PASSAGE:
Summon, Episode 5 in Alarm Will Sound’s Video Chat Variationsseries, uses feedback and delay – common video chat annoyances – to inspire artistic creation. As musicians of Alarm Will Sound improvise solos based on Jlin’s composition, Alan Pierson, Alarm Will Sound’s Artistic Director and conductor, captures the music in real time with microphones to generate feedback. In turn, the instrumentalists listen to the “feedback soloist” and respond to the harmonies and timbres they hear.
Jlin says about the collaboration: “Covid-19 threw lemons at us, and we made lemonade with honey. I’m so humbled having gone through this process in such a trying time with Alarm Will Sound. We took every restriction we had and worked it to our advantage.”
Igor Santos worked closely with Jlin and Alarm Will Sound to craft the structure of Summon. Sections of improvisatory exploration of feedback transition into passages of funky, bass-heavy groove. Santos says, “In Summon we embrace ‘error’ as an aesthetic and try to create a system in which each element—audio feedback, latency, orchestration, form, and character—is integrated and informed by each other’s sounds and behaviors.”

ENTRIES SHOWN:
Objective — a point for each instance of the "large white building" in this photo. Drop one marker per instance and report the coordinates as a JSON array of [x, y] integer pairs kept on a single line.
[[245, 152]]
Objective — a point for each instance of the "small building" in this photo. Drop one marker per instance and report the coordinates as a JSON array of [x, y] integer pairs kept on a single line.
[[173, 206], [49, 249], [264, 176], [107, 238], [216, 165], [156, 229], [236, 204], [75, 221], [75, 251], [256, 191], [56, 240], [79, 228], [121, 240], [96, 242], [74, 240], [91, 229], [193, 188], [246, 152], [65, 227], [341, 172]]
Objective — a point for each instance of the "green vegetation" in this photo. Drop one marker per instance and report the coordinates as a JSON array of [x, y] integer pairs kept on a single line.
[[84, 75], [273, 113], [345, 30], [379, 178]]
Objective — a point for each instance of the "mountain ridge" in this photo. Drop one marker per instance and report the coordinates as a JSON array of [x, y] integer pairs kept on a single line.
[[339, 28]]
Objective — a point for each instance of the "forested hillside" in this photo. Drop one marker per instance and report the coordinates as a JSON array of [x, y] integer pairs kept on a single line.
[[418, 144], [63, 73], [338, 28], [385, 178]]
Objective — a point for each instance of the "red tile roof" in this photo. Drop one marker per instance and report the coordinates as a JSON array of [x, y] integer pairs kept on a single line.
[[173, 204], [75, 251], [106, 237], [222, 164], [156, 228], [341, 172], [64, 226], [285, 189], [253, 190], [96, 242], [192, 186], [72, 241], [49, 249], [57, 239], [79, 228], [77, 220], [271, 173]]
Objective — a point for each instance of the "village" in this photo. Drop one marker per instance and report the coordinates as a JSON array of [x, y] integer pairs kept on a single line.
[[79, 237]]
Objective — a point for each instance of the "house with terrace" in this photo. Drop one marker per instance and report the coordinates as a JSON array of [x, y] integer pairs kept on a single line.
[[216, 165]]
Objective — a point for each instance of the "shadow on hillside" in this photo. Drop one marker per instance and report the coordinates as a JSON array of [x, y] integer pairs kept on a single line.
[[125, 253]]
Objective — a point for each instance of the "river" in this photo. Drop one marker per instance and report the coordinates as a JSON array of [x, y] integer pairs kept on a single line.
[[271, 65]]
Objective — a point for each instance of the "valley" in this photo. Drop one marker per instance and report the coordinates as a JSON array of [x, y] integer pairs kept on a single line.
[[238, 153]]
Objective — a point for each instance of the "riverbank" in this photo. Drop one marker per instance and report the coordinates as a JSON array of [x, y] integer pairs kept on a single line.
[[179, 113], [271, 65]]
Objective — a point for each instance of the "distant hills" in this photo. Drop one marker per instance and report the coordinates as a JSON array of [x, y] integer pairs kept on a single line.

WHAT YOU NEED TO DO:
Rewrite the Summon description between "Summon, Episode 5" and "timbres they hear.", inclusive, replacing "instrumentalists" with "players".

ANSWER TO THIS TASK:
Summon, Episode 5 in Alarm Will Sound’s Video Chat Variationsseries, uses feedback and delay – common video chat annoyances – to inspire artistic creation. As musicians of Alarm Will Sound improvise solos based on Jlin’s composition, Alan Pierson, Alarm Will Sound’s Artistic Director and conductor, captures the music in real time with microphones to generate feedback. In turn, the players listen to the “feedback soloist” and respond to the harmonies and timbres they hear.